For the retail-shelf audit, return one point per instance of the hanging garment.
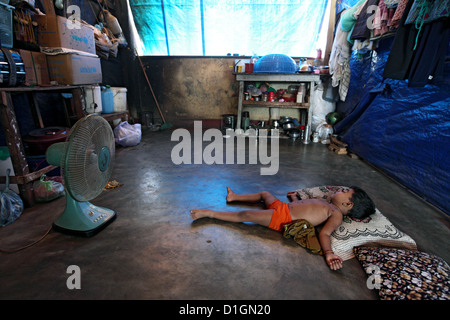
(339, 64)
(401, 54)
(418, 54)
(364, 23)
(395, 22)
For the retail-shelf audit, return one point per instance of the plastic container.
(275, 63)
(107, 100)
(38, 140)
(324, 133)
(5, 164)
(93, 98)
(120, 99)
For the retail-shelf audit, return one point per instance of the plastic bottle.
(107, 100)
(254, 58)
(318, 60)
(325, 132)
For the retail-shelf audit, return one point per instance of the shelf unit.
(312, 79)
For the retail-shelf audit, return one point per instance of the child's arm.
(333, 261)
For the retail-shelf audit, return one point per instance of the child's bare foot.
(230, 195)
(200, 213)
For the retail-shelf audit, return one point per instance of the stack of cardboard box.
(70, 51)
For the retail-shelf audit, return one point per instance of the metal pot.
(294, 134)
(285, 119)
(288, 126)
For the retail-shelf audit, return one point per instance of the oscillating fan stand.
(83, 218)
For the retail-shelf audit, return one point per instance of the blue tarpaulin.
(403, 130)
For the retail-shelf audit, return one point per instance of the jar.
(264, 96)
(315, 137)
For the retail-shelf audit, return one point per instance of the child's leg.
(261, 217)
(264, 196)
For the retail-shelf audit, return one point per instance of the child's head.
(363, 206)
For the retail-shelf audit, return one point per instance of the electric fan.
(86, 161)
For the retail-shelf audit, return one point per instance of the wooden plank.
(275, 104)
(330, 35)
(16, 149)
(29, 177)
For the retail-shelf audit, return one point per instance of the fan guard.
(88, 159)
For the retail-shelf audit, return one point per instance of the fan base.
(84, 233)
(83, 218)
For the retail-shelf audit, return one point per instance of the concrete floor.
(153, 250)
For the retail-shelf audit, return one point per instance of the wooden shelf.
(276, 104)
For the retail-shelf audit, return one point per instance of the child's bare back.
(315, 211)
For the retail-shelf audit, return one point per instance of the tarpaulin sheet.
(404, 131)
(218, 27)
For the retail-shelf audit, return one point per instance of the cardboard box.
(74, 69)
(35, 67)
(57, 31)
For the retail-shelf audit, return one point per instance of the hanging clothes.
(418, 51)
(339, 64)
(363, 25)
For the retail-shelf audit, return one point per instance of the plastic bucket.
(107, 100)
(93, 98)
(120, 99)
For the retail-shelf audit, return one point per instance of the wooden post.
(16, 149)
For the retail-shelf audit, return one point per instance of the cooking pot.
(294, 134)
(288, 125)
(285, 119)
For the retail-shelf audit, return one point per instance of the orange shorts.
(280, 216)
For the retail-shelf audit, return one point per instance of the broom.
(165, 125)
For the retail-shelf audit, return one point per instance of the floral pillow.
(376, 230)
(399, 274)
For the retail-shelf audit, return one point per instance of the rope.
(424, 8)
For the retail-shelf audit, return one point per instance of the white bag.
(128, 135)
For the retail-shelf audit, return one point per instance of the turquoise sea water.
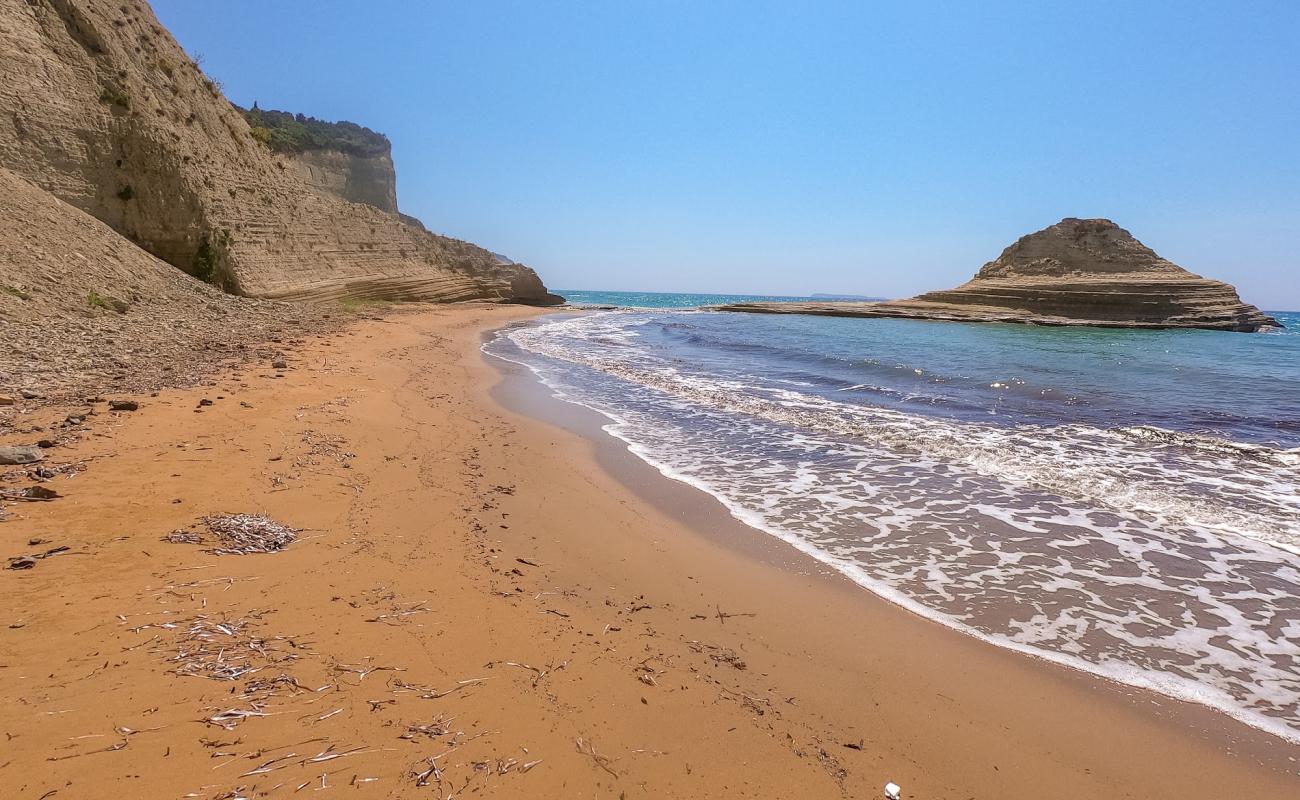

● ● ●

WHAT IS BEING ASKED | Reproduce all of the material above verbatim, leaving out the pictures.

RESULT OF THIS TASK |
For the retail-shelf audit, return one point per instance of the hanging garment.
(339, 64)
(401, 54)
(418, 54)
(364, 23)
(395, 22)
For the retail-shelf audit, return one point per instance of the plastic container.
(275, 63)
(107, 100)
(38, 140)
(324, 133)
(5, 164)
(93, 98)
(120, 99)
For the retail-shelf audit, return one point per instance of the plastic bottle.
(107, 100)
(254, 58)
(318, 60)
(325, 132)
For the retail-shelf audit, return one point per instance of the shelf unit.
(312, 79)
For the retail-shelf audit, return one point per instance of the child's arm.
(333, 261)
For the retail-shelf audit, return one point per instance of the child's bare foot.
(230, 195)
(200, 213)
For the retail-shelf audit, return one point per instance of the stack of cardboard box.
(70, 51)
For the retail-shelf audit, return one point per instance of the metal pot.
(294, 134)
(285, 119)
(288, 126)
For the retail-shelf audit, return one point per instance of the oscillating fan stand.
(83, 218)
For the retail-shelf audit, return one point per instance of the blue tarpaulin.
(403, 130)
For the retail-shelf audit, return one point per instance of the jar.
(264, 96)
(315, 137)
For the retail-shelf audit, return one point per instance of the child's leg.
(261, 217)
(264, 196)
For the retail-shelf audit, return one point per instance of the child's head.
(363, 206)
For the retail-shelf audit, return one point per instance of the electric fan.
(86, 161)
For the retail-shelf audit, return one point per instance of the wooden plank.
(275, 104)
(330, 35)
(16, 149)
(29, 177)
For the retail-shelf audit, return one point per instance of the fan guard.
(88, 159)
For the retail-shelf audit, return one point per instance of the fan base.
(84, 233)
(83, 218)
For the retail-shelf audit, return one point per instance of the concrete floor.
(153, 250)
For the retail-shelf audit, return one point per instance of the wooden shelf.
(276, 104)
For the retail-shelf audit, return one point per instance of the child's bare back.
(315, 211)
For the retail-shelf audit, return one point per instance of the tarpaulin sheet.
(404, 131)
(218, 27)
For the retail-shelf audit, return one point per instance of the cardboard box.
(74, 69)
(35, 67)
(57, 31)
For the retail-shelf audit, return one point per instance of the hanging clothes.
(418, 51)
(339, 64)
(363, 25)
For the retail-shelf audit, return one point per instance of the plastic bucket.
(107, 100)
(93, 98)
(120, 99)
For the retail-shelf audit, return one point per instance of the wooden post.
(16, 149)
For the retail-shelf audit, return one point per instance of the cooking pot.
(294, 134)
(288, 125)
(285, 119)
For the retail-shelf audit, return one point per instance of the orange shorts.
(280, 216)
For the retail-shelf audit, return one point per instance of the broom.
(165, 125)
For the retail-shelf audit, return one point per instance of the floral pillow.
(376, 230)
(399, 274)
For the retail-shelf audit, return one point per instance of the rope.
(424, 8)
For the retail-shelf audit, return one point per instance of the white bag.
(128, 135)
For the retail-shelf audit, return one point per instance of the turquoise sea water.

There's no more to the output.